**What is needed:**
Copy out all of the material below, changing every "negative clicks" to "background clicks" and keeping everything else the same.

**Data supplied:**
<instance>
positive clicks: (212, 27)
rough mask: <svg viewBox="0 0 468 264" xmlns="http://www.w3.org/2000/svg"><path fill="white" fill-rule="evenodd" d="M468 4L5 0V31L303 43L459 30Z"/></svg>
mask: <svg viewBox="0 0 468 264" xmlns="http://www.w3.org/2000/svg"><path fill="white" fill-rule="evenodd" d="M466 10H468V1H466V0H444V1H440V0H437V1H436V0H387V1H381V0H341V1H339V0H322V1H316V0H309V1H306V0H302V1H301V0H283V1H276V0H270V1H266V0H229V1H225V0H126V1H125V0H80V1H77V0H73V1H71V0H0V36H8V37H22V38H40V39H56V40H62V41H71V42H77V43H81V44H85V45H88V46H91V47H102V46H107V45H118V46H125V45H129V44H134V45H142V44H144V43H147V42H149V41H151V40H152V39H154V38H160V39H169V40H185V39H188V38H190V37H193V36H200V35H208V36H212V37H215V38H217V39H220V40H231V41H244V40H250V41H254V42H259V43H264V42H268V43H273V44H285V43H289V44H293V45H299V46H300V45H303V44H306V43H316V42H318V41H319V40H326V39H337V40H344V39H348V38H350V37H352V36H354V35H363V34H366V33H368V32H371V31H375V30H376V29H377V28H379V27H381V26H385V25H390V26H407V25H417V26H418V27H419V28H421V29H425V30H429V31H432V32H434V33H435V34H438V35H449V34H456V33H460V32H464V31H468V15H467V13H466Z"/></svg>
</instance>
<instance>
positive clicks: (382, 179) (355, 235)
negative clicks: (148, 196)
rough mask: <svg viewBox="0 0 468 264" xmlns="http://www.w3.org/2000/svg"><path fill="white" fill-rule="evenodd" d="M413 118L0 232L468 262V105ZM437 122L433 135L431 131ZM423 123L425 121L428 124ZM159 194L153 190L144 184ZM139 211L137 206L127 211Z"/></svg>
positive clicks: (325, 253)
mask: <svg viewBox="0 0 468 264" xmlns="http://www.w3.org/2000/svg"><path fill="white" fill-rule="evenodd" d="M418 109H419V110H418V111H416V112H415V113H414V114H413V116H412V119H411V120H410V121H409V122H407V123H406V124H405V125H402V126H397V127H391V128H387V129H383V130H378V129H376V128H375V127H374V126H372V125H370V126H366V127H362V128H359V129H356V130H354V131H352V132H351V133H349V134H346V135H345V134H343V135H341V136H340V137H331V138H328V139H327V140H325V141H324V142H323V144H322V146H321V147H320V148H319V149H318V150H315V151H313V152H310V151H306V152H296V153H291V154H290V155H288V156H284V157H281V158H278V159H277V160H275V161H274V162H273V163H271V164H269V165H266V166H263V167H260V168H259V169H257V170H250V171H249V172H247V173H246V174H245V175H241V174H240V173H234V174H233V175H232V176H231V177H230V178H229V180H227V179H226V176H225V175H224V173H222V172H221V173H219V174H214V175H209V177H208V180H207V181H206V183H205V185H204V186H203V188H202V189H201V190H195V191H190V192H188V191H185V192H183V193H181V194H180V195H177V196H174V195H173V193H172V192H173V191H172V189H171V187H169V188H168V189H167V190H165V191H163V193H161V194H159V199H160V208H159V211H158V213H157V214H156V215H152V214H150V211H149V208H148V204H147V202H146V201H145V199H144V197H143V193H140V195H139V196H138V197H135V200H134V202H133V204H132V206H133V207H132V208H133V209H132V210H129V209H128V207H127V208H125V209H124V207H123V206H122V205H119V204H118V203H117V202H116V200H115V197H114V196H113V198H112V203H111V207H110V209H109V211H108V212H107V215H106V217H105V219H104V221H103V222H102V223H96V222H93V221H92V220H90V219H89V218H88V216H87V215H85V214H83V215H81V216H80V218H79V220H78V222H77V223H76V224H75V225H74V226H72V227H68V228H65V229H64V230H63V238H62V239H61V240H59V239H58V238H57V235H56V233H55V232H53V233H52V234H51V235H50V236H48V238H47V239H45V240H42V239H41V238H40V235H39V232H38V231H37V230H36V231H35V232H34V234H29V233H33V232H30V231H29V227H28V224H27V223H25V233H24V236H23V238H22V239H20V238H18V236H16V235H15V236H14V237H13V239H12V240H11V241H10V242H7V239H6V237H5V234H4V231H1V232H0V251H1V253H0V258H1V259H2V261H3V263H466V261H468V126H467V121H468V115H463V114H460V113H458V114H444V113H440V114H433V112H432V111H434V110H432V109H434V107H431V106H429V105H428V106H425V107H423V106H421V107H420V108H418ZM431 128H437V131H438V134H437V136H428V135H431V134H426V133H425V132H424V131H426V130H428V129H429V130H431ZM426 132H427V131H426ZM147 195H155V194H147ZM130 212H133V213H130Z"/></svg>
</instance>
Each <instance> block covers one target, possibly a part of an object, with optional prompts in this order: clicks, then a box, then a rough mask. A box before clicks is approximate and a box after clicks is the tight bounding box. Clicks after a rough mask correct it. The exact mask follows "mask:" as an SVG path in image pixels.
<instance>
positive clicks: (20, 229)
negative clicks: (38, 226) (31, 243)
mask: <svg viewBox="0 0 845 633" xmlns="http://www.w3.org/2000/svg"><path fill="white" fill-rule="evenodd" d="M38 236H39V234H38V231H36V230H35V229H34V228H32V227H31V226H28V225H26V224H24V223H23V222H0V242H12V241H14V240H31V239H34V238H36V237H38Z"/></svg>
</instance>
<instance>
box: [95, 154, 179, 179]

**Written response:**
<instance>
positive clicks: (212, 27)
rough mask: <svg viewBox="0 0 468 264" xmlns="http://www.w3.org/2000/svg"><path fill="white" fill-rule="evenodd" d="M468 4L5 0V31L303 43L459 30Z"/></svg>
mask: <svg viewBox="0 0 468 264" xmlns="http://www.w3.org/2000/svg"><path fill="white" fill-rule="evenodd" d="M466 10H468V1H466V0H444V1H440V0H437V1H436V0H387V1H381V0H341V1H339V0H322V1H316V0H309V1H306V0H302V1H301V0H283V1H276V0H270V1H266V0H229V1H225V0H126V1H125V0H80V1H77V0H73V1H71V0H0V36H8V37H22V38H40V39H56V40H62V41H71V42H77V43H81V44H85V45H88V46H91V47H102V46H107V45H118V46H125V45H129V44H134V45H142V44H144V43H147V42H149V41H151V40H152V39H154V38H160V39H169V40H185V39H188V38H190V37H193V36H200V35H208V36H212V37H215V38H217V39H220V40H231V41H244V40H250V41H254V42H259V43H264V42H268V43H273V44H285V43H289V44H293V45H299V46H300V45H303V44H306V43H316V42H318V41H319V40H326V39H337V40H344V39H348V38H350V37H352V36H354V35H363V34H366V33H368V32H371V31H375V30H376V29H377V28H379V27H381V26H385V25H390V26H407V25H417V26H418V27H419V28H421V29H425V30H429V31H432V32H434V33H435V34H438V35H449V34H456V33H460V32H464V31H468V15H467V13H466Z"/></svg>
</instance>
<instance>
positive clicks: (382, 179) (355, 235)
background clicks: (148, 196)
rough mask: <svg viewBox="0 0 468 264" xmlns="http://www.w3.org/2000/svg"><path fill="white" fill-rule="evenodd" d="M413 118L0 232L468 262V105ZM437 122L433 135L431 131ZM423 123L425 121L428 124ZM159 194L153 190L144 184ZM139 211L137 206L127 211Z"/></svg>
positive clicks: (325, 253)
mask: <svg viewBox="0 0 468 264" xmlns="http://www.w3.org/2000/svg"><path fill="white" fill-rule="evenodd" d="M418 109H419V110H418V111H416V112H415V113H414V114H413V116H412V119H411V120H410V121H409V122H407V123H406V124H405V125H402V126H397V127H391V128H387V129H383V130H378V129H376V128H375V127H374V126H372V125H370V126H366V127H362V128H359V129H356V130H354V131H352V132H351V133H349V134H346V135H345V134H343V135H341V136H340V137H331V138H328V139H327V140H325V141H324V142H323V144H322V146H321V147H320V148H319V149H318V150H315V151H313V152H310V151H306V152H296V153H291V154H290V155H288V156H284V157H281V158H278V159H277V160H275V161H274V162H273V163H271V164H269V165H266V166H263V167H260V168H259V169H257V170H250V171H249V172H247V173H246V174H245V175H241V174H240V173H234V174H233V175H232V176H231V177H230V178H229V180H227V179H226V176H225V175H224V173H222V172H221V173H219V174H214V175H209V177H208V180H207V181H206V183H205V185H204V186H203V188H202V189H201V190H195V191H190V192H188V191H185V192H183V193H181V194H180V195H177V196H174V195H173V193H172V192H173V191H172V189H171V187H169V188H168V189H167V190H165V191H163V193H161V194H159V199H160V208H159V211H158V213H157V214H156V215H152V214H150V211H149V208H148V204H147V202H146V201H145V199H144V197H143V193H140V195H139V196H138V197H135V200H134V202H133V204H132V206H133V207H132V208H133V209H132V210H129V209H128V207H127V208H125V209H124V207H123V206H122V205H119V204H118V203H117V202H116V200H115V197H114V196H113V198H112V203H111V207H110V209H109V211H108V212H107V215H106V217H105V219H104V221H103V222H102V223H96V222H93V221H92V220H90V219H89V218H88V216H87V215H85V214H83V215H81V216H80V218H79V220H78V222H77V223H76V224H75V225H74V226H72V227H68V228H65V229H64V230H63V238H62V239H61V240H59V239H58V238H57V235H56V233H55V232H53V233H52V234H51V235H50V236H48V238H47V239H45V240H42V239H41V238H40V235H39V232H38V231H37V230H36V231H35V232H34V234H29V233H33V232H30V231H29V227H28V224H27V223H25V233H24V236H23V238H22V239H20V238H18V236H16V235H15V236H14V237H13V239H12V240H11V241H10V242H7V239H6V237H5V234H4V231H1V232H0V251H1V253H0V258H1V259H2V261H3V263H466V261H468V126H467V121H468V115H463V114H460V113H458V114H444V113H440V114H433V112H432V111H434V110H432V109H434V107H431V106H429V105H428V106H425V107H423V106H421V107H420V108H418ZM431 128H437V131H438V134H437V136H428V135H431V134H426V133H425V132H424V131H426V130H428V129H429V130H431ZM426 132H427V131H426ZM147 195H155V194H147ZM130 212H133V213H130Z"/></svg>
</instance>
Each <instance> block covers one target, possibly a part of an object, with optional prompts in this order: clicks, then a box, then a rough mask. A box before clicks is approximate and a box after clicks is the tight bounding box. Clicks after a rough mask correct it. The exact mask follows "mask:" as an SVG path in image pixels.
<instance>
positive clicks: (20, 229)
background clicks: (38, 226) (31, 243)
mask: <svg viewBox="0 0 845 633" xmlns="http://www.w3.org/2000/svg"><path fill="white" fill-rule="evenodd" d="M38 236H39V234H38V231H36V230H35V229H34V228H32V227H31V226H28V225H26V224H24V223H23V222H0V242H12V241H14V240H31V239H34V238H36V237H38Z"/></svg>
</instance>
<instance>
box: [95, 154, 179, 179]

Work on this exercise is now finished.